**Source material**
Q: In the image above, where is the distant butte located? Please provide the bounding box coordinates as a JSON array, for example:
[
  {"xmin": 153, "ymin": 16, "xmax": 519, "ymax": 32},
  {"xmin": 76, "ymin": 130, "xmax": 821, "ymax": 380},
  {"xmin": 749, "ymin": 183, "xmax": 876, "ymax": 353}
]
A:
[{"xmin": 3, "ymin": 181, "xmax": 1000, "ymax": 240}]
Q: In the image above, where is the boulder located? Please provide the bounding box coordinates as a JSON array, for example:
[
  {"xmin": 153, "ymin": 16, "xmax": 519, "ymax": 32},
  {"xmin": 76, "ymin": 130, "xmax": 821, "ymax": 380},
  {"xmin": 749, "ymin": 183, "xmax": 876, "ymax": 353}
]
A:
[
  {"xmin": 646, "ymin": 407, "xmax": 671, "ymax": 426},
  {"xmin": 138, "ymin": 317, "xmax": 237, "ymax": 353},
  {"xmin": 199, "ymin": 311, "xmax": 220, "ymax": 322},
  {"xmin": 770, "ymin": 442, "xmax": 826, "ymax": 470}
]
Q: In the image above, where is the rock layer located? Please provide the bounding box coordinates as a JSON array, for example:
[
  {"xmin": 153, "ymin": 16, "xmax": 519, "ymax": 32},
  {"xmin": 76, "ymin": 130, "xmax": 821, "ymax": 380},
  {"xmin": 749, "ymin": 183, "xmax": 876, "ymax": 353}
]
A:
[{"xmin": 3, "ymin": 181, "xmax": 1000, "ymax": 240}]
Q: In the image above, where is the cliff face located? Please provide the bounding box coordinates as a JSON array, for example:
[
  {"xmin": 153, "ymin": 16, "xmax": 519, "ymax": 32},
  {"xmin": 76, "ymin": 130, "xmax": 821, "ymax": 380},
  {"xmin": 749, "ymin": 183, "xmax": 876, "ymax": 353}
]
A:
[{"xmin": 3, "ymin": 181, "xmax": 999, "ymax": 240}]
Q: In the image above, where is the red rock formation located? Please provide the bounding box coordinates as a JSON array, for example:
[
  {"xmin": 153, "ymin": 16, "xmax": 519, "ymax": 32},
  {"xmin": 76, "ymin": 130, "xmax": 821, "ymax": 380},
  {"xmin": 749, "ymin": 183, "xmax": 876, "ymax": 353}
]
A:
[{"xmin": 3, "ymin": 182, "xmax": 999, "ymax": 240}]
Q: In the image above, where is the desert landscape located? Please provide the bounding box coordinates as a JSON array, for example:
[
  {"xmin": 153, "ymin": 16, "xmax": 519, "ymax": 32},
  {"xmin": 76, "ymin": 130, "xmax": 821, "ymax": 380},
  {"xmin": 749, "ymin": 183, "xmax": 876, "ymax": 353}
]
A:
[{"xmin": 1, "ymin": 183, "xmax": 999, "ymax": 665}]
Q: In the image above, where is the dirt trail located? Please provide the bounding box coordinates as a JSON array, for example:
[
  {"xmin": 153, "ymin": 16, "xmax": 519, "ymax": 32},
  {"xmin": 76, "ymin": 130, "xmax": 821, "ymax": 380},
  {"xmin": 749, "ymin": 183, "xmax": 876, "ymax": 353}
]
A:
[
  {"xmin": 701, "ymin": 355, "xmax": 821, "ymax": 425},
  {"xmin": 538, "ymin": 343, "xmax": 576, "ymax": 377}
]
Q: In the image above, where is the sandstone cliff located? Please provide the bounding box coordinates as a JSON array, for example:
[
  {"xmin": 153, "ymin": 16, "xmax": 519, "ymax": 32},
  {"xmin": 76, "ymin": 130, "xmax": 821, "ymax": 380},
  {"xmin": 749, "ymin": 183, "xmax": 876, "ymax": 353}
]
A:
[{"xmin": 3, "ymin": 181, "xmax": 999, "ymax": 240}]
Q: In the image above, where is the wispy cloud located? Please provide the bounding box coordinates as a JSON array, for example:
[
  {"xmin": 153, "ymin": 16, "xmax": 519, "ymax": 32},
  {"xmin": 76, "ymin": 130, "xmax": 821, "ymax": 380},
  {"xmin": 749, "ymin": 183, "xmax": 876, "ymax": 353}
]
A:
* * *
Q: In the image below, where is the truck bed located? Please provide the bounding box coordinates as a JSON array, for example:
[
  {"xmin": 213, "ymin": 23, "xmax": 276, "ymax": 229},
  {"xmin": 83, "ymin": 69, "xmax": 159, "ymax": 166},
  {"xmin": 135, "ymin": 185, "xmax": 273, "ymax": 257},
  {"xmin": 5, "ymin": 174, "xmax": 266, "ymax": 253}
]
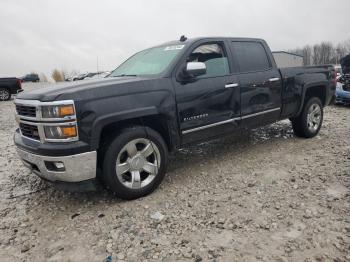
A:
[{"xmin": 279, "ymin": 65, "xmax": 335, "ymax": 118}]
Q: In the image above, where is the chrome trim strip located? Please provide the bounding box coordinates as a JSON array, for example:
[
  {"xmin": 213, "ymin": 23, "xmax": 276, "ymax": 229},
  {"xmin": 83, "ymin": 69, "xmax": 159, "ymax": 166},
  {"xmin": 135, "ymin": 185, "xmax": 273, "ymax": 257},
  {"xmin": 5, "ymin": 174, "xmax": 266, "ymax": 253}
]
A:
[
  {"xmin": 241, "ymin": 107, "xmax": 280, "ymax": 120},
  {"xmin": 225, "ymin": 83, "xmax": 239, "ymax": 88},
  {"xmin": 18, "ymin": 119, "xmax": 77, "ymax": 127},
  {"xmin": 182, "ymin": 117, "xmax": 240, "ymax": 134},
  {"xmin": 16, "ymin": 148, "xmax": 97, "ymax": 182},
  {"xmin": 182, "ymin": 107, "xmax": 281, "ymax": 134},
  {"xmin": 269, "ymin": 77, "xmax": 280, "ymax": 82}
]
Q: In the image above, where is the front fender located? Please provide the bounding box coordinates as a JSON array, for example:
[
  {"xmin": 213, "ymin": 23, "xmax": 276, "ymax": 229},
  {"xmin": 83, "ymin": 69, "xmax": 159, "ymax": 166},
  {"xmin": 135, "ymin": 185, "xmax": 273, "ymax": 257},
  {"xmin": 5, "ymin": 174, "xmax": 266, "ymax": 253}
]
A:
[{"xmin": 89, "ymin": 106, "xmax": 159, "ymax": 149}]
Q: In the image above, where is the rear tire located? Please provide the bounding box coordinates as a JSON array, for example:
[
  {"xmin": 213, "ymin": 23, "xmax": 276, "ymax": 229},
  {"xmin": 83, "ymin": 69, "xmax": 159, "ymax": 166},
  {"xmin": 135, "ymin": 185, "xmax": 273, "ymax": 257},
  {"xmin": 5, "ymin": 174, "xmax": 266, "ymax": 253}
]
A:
==
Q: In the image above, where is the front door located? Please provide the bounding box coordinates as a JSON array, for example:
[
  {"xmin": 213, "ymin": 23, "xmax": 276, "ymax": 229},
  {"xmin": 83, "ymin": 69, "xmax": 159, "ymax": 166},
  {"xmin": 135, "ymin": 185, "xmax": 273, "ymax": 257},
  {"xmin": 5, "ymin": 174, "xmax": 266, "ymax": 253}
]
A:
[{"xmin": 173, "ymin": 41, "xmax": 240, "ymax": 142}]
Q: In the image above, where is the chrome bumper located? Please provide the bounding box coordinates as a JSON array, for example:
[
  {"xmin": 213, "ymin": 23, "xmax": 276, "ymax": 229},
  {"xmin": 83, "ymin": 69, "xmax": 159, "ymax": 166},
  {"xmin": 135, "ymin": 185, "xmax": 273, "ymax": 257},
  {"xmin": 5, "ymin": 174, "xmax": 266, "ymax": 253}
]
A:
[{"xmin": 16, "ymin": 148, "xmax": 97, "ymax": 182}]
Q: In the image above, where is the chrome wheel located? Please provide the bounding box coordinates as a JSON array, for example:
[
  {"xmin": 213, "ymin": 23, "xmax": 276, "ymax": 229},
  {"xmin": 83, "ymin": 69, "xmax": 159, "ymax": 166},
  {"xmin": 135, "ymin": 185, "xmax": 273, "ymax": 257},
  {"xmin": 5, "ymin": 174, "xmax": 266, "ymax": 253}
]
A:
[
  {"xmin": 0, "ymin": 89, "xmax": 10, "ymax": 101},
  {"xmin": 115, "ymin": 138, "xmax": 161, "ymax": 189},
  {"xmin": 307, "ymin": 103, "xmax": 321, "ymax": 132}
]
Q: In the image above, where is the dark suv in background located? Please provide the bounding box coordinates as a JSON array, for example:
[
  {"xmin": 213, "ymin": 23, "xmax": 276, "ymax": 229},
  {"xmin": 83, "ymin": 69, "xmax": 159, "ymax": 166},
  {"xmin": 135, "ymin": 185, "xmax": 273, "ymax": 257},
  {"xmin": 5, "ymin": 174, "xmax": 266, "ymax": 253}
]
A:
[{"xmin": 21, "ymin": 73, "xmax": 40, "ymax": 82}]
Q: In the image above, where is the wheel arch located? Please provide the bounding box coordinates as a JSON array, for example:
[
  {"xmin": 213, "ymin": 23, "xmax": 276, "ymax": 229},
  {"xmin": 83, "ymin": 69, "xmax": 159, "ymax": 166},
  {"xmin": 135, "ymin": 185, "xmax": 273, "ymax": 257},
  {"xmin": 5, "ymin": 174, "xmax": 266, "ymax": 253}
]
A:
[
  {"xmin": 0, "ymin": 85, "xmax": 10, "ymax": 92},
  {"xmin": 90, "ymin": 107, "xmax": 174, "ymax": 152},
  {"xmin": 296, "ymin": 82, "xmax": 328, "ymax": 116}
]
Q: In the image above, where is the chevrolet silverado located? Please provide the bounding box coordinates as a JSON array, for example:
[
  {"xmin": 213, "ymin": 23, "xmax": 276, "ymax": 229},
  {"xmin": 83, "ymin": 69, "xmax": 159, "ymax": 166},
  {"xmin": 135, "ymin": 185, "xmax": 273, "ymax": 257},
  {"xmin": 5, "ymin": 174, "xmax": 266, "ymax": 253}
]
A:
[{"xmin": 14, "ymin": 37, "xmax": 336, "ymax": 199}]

**Task brief**
Report back each line of the entries that holds the string "rock".

**Task response**
Q: In the image above, where is the rock layer located? Please provide the bounding box coordinates as a JSON array, for example:
Q: In the image above, where is the red rock formation located? Please provide the bounding box coordinates as a JSON array, for example:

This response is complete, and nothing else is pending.